+++ Provided records

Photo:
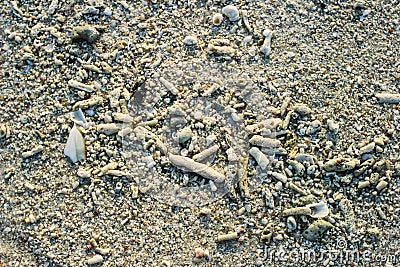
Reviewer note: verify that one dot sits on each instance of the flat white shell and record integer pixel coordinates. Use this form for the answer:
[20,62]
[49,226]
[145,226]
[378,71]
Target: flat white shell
[75,147]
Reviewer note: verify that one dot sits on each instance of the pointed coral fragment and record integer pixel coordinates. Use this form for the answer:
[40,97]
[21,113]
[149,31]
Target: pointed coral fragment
[75,147]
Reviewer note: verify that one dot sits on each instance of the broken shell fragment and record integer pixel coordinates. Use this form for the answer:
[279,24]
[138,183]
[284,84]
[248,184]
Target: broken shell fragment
[260,157]
[183,135]
[4,131]
[217,19]
[108,128]
[318,210]
[189,165]
[341,164]
[297,211]
[75,147]
[316,230]
[169,86]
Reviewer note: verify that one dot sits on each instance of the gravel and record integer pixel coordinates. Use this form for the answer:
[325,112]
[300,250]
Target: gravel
[295,103]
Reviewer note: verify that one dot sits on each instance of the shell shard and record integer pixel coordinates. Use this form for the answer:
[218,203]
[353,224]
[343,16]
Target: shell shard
[319,210]
[189,165]
[75,146]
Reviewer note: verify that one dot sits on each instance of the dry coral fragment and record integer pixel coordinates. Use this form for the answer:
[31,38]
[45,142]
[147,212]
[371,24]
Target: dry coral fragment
[297,211]
[266,46]
[4,131]
[87,33]
[318,210]
[205,154]
[32,152]
[341,164]
[75,147]
[258,140]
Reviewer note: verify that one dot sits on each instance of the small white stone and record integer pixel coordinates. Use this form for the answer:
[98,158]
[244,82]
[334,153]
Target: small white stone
[231,12]
[199,252]
[107,11]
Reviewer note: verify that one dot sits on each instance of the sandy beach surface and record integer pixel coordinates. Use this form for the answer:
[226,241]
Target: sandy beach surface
[199,133]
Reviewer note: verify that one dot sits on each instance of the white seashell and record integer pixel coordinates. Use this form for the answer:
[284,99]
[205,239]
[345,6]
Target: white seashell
[75,147]
[231,12]
[319,210]
[247,39]
[190,40]
[217,19]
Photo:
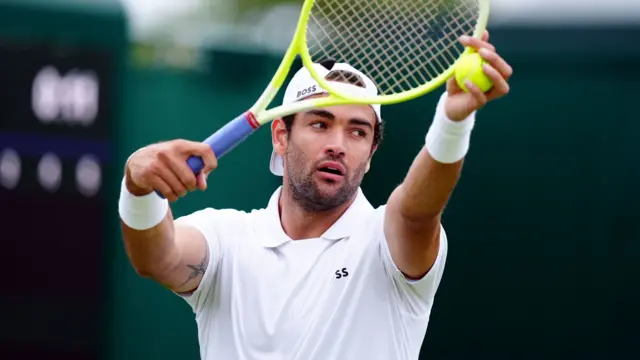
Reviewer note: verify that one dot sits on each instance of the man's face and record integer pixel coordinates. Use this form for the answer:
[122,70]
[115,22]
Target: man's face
[327,155]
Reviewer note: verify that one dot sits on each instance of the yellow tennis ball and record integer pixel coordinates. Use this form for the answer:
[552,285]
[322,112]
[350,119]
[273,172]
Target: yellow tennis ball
[470,68]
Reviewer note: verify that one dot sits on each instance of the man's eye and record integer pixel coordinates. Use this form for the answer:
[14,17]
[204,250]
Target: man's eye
[360,133]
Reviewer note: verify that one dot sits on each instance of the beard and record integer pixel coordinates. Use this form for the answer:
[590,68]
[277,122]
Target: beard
[305,190]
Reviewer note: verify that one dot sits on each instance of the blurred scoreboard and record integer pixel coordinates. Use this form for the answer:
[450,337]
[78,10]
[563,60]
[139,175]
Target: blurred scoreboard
[54,128]
[58,108]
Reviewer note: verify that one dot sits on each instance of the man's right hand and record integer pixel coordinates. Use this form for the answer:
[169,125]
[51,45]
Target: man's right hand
[163,167]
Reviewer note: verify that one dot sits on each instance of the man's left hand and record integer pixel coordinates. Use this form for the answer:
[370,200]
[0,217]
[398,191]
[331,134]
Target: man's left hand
[461,104]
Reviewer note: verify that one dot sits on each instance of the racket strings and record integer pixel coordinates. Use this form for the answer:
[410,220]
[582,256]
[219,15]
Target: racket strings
[399,44]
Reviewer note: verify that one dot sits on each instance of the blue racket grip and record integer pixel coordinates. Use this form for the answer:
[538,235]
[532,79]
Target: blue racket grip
[226,138]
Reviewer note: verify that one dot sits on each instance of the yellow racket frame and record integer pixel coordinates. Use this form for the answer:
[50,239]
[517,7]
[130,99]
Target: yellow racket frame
[299,47]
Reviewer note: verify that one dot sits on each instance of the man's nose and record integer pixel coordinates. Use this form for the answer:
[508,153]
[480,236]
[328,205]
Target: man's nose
[336,147]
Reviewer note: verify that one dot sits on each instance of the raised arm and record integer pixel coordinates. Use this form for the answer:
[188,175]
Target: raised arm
[174,255]
[412,219]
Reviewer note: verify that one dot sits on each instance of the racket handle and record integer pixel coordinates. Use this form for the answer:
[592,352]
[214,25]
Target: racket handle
[225,139]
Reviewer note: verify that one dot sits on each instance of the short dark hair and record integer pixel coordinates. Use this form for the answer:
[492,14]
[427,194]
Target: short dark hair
[349,78]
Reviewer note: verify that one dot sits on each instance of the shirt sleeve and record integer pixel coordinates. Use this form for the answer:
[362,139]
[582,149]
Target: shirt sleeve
[418,294]
[205,221]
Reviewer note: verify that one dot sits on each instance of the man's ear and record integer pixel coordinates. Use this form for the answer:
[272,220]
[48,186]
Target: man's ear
[373,151]
[279,136]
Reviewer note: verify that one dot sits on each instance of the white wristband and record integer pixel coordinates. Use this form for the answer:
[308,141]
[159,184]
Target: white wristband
[141,212]
[447,141]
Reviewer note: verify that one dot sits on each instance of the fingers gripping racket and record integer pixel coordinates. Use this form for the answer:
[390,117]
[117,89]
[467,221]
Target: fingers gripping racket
[407,47]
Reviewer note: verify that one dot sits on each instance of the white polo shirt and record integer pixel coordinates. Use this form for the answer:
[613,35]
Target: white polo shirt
[339,296]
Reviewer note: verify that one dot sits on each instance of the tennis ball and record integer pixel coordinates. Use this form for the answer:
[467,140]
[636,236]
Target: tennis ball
[470,68]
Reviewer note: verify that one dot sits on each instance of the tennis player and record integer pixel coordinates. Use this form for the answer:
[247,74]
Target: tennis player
[319,273]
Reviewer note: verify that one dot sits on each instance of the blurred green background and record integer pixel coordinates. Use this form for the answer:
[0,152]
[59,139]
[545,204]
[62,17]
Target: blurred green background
[544,257]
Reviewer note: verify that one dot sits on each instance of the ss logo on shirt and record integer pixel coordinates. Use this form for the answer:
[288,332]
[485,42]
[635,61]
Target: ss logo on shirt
[341,273]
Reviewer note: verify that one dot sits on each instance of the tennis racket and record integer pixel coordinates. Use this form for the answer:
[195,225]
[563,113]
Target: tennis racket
[407,47]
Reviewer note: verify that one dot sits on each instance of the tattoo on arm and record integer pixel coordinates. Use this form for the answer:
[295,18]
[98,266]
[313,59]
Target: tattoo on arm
[198,269]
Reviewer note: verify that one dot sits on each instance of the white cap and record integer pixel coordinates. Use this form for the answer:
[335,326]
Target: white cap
[303,85]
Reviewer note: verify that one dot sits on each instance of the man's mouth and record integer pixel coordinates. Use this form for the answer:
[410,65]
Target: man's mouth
[331,171]
[332,167]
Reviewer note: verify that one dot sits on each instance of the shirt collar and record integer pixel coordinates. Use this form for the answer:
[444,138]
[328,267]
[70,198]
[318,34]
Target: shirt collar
[341,229]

++++++

● **Task to carry out**:
The records above are to be reproduced exactly; the pictures are to be left out.

● **Answer for the task**:
Photo:
Reviewer note: verify that one dot sits on each instance of the flat white shell and record integer pixel coordinates. Use this form for the answer:
[20,62]
[49,226]
[145,226]
[378,71]
Target: flat white shell
[75,147]
Reviewer note: verify that one dot sits on each instance of the pointed coral fragment and record integer pixel coordinates. Use this form for the answer:
[40,97]
[21,113]
[149,31]
Target: pointed coral fragment
[75,147]
Reviewer note: verify that one dot sits on each instance of the broken shell fragment and record integer pixel coordinates. Use this form for the answer:
[279,24]
[138,183]
[284,84]
[248,184]
Target: broken shell fragment
[260,157]
[183,135]
[4,131]
[217,19]
[108,128]
[318,210]
[189,165]
[341,164]
[297,211]
[75,147]
[316,230]
[169,86]
Reviewer note: verify that one dot sits on each instance of the gravel and record integer pixel coordinates. Use this form for the answer:
[325,112]
[300,250]
Target: gravel
[295,103]
Reviewer note: verify that one dot sits on each instance of the shell shard and record integer pixel coordinates. Use this form for the answer:
[218,203]
[353,224]
[343,16]
Target: shell shard
[319,210]
[189,165]
[75,146]
Reviewer note: verify that one dot sits on each instance of the dry coral fragment and record integer pixel coordinates. Use this form for the answer:
[31,38]
[45,142]
[147,212]
[371,24]
Target: dry coral fragment
[297,211]
[266,46]
[4,131]
[87,33]
[318,210]
[205,154]
[32,152]
[341,164]
[75,147]
[258,140]
Reviewer note: verify that one dot sits on each instance of the small white stone and record integer pixel coordinates. Use this form for the answer:
[98,158]
[244,82]
[334,153]
Target: small white stone
[231,12]
[199,252]
[107,11]
Reviewer note: verify that one dot sits on each instance of the sandy beach surface and record integer pixel coordinates. Use this form for the answer:
[226,241]
Target: sandy beach surface
[199,133]
Reviewer note: verify that one dot sits on each instance of the white seashell and record integer pixel coordinates. Use this form for the answer:
[284,99]
[205,239]
[345,6]
Target: white seashell
[75,147]
[231,12]
[319,210]
[247,39]
[190,40]
[217,19]
Photo:
Reviewer note: verify that one dot sits on each instance of the man's face and record integer pixel coordinates. Use this form for the answer:
[122,70]
[115,22]
Target: man's face
[327,155]
Reviewer note: verify that one dot sits on each instance of the yellow tennis ball and record integer pixel coordinates. Use this form for the answer:
[552,285]
[322,112]
[350,119]
[273,172]
Target: yellow tennis ball
[470,68]
Reviewer note: verify that one dot sits on each instance of the man's eye and record integer pixel coordinates. Use this form for the answer:
[14,17]
[204,250]
Target: man's eye
[360,133]
Reviewer note: verify that one dot sits on each instance of the beard and record integer pixel coordinates. Use this form for the answer:
[590,68]
[277,122]
Target: beard
[305,190]
Reviewer note: verify that one dot sits on each instance of the blurred scoreboard and record integer pixel coordinates. Use this form for the answer:
[450,337]
[78,10]
[563,60]
[139,175]
Target: blurred scoreboard
[54,128]
[58,108]
Reviewer note: verify that one dot sits on each instance of the man's right hand and record integer pixel coordinates. Use this form for the answer:
[169,125]
[51,45]
Target: man's right hand
[163,167]
Reviewer note: verify that one dot sits on each instance of the man's left hand and record integer pixel coordinates. Use this form for the answer:
[370,200]
[0,217]
[398,191]
[331,134]
Target: man's left hand
[461,104]
Reviewer note: verify that one dot sits on each instance of the racket strings and record integer pixel coordinates. Use this form for the answer:
[410,220]
[582,256]
[219,15]
Target: racket strings
[399,44]
Reviewer note: verify that one dot sits on each instance of the blue racket grip and record integer pixel coordinates. Use this form for the answer:
[538,235]
[532,79]
Target: blue racket grip
[226,138]
Reviewer note: verify that one dot sits on each instance of the yellow racket frame and record integer pixel coordinates. Use this form for the answer:
[50,239]
[517,7]
[130,99]
Target: yellow racket frame
[299,47]
Reviewer note: verify that one dot sits on each instance of the man's nose and record integer pixel coordinates. Use this form for the answer:
[508,153]
[480,236]
[328,205]
Target: man's nose
[336,147]
Reviewer note: verify that one dot sits on each instance of the raised arm and record integer pixel coordinates. Use this form for the answer:
[188,175]
Target: raised arm
[174,255]
[412,219]
Reviewer note: verify that one dot sits on each instance of the racket handle and record integer pixel coordinates. Use this form for the answer:
[592,352]
[214,25]
Target: racket handle
[225,139]
Reviewer note: verify that one dot sits on each instance of the short dark hair and record integer pixel coordinates. Use this form for the answer:
[492,14]
[427,194]
Target: short dark hair
[349,78]
Reviewer note: verify that one dot sits on each instance of the shirt sleeve and record integer pixel coordinates. Use this form for the answer:
[362,139]
[582,149]
Target: shirt sleeve
[418,294]
[205,221]
Reviewer note: verify that one dot sits on each instance of the man's ear and record integer pixel coordinates. Use this form for the answer:
[272,220]
[48,186]
Target: man's ear
[373,151]
[279,136]
Reviewer note: verify that one dot sits on each instance of the white wristband and record integer pixel coordinates. Use this form for the answer:
[308,141]
[159,184]
Target: white wristband
[141,212]
[447,141]
Reviewer note: verify that one dot sits on each instance of the fingers gripping racket and record integer pixel coordinates. Use this form for the answer:
[390,117]
[117,89]
[467,221]
Target: fingers gripping racket
[407,47]
Reviewer note: verify that one dot sits on each instance of the white polo shirt and record integer pixel coordinates. Use this form for the answer:
[613,35]
Target: white polo shirt
[339,296]
Reviewer note: verify that one dot sits on each instance of the tennis ball and record integer pixel coordinates. Use this form for the answer:
[467,140]
[636,236]
Target: tennis ball
[470,68]
Reviewer note: verify that one dot sits on each instance of the tennis player and record integer pixel coordinates. Use this form for the answer:
[247,74]
Target: tennis player
[319,273]
Reviewer note: verify that one dot sits on each instance of the blurred green background and record integer pixel coordinates. Use this form for the answer:
[0,152]
[59,139]
[545,204]
[62,17]
Target: blurred green background
[544,257]
Reviewer note: verify that one dot sits on each instance of the ss logo on shirt and record integer pixel coordinates. Use this form for the answer:
[288,332]
[485,42]
[635,61]
Target: ss logo on shirt
[341,273]
Reviewer note: verify that one dot sits on each instance of the tennis racket and record integer pixel coordinates. Use this form for the answer:
[195,225]
[563,113]
Target: tennis racket
[407,47]
Reviewer note: verify that one dot sits on each instance of the tattoo on arm and record integer pixel coordinates. Use this form for the answer:
[295,18]
[98,266]
[313,59]
Target: tattoo on arm
[198,269]
Reviewer note: verify that one dot sits on each instance of the white cap and record integer pixel coordinates. Use this form for the answer:
[335,326]
Target: white cap
[303,85]
Reviewer note: verify that one dot sits on each instance of the man's mouth and record integer pixel coordinates. Use this form for the answer:
[410,65]
Target: man's mouth
[331,171]
[332,167]
Reviewer note: verify that one dot sits on each instance of the shirt collar and record integer pixel coordinates. Use this form for the answer:
[444,138]
[328,267]
[70,198]
[318,34]
Target: shirt collar
[341,229]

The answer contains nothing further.